- _TASK LIST_
a – In the summary of the IIH study, why did the researchers look at the clinical and eye findings in their patients? Answer in one to three sentences.
b – From the summary of the IIH study, copy word for word the part that opens with the words containing "Materials and methods" and closes with "at least 1 year.".

- _PASSAGE_
>>>>>
We analyzed the clinical and ophthalmological findings in a large group of patients with idiopathic intracranial hypertension (IIH) trying to find factors that might influence the course of the disease.

Materials and methods

Medical records of patients with IIH were retrospectively reviewed. The patients included were women after menarche and men older than 18 years of age who were followed up for at least 1 year.

Results

Eighty-two patients (89% women) with a mean age of 30.2 ± 12.0 years were included. The prevailing complaint was headache and transient visual obscurations followed by tinnitus and double vision. Eighty-two percent of patients were overweight at the time of diagnosis. Overweight patients had higher opening cerebrospinal fluid (CSF) pressure than patients with normal weight did. The grade of papilledema correlated with the CSF opening pressure. Inverse correlation was found between the depression of the visual field sensitivity and the grade of papilledema. The mean follow-up time was 61.3 ± 62.3 months. Eighty-four percent of the patients have improved while in 22% CSF diversion procedures or optic nerve decompression was required. The mean body mass index (BMI) at the end of follow-up decreased significantly. Sixty-seven percent of the patients suffered a recurrence of IIH. The number of recurrences inversely correlated with weight loss. Visual field defects on presentation were encountered more frequently in patients with recurrence. Women with recurrence had a history of more pregnancies.

Conclusions

Our results confirm the strong association between overweight and IIH. The recurrence rate seemed to be influenced by the obstetrical history and the severity of visual field defects at presentation. In contrast to some previous studies, we have found an interrelation between the CSF opening pressure, grade of papilledema and depression of the visual field sensitivity.
<<<<<
- _STORED DATA_
>>>>>
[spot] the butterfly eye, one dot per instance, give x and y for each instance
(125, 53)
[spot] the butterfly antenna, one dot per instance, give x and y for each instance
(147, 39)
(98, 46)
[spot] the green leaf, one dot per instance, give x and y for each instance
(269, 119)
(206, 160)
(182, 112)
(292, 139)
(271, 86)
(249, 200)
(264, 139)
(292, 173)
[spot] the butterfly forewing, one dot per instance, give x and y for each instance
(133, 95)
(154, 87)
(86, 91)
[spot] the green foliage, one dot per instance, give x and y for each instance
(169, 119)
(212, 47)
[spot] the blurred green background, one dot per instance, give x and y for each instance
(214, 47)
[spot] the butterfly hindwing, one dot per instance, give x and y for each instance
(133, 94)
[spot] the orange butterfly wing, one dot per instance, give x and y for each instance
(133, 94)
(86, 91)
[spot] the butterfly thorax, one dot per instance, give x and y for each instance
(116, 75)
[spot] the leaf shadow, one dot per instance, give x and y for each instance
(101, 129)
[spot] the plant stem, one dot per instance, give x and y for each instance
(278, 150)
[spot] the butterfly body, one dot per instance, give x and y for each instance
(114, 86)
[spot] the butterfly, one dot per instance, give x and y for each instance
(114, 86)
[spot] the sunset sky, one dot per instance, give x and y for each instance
<<<<<
- _SOLUTION SET_
a – They wanted to find factors that might influence the course of idiopathic intracranial hypertension.

b –
Materials and methods

Medical records of patients with IIH were retrospectively reviewed. The patients included were women after menarche and men older than 18 years of age who were followed up for at least 1 year.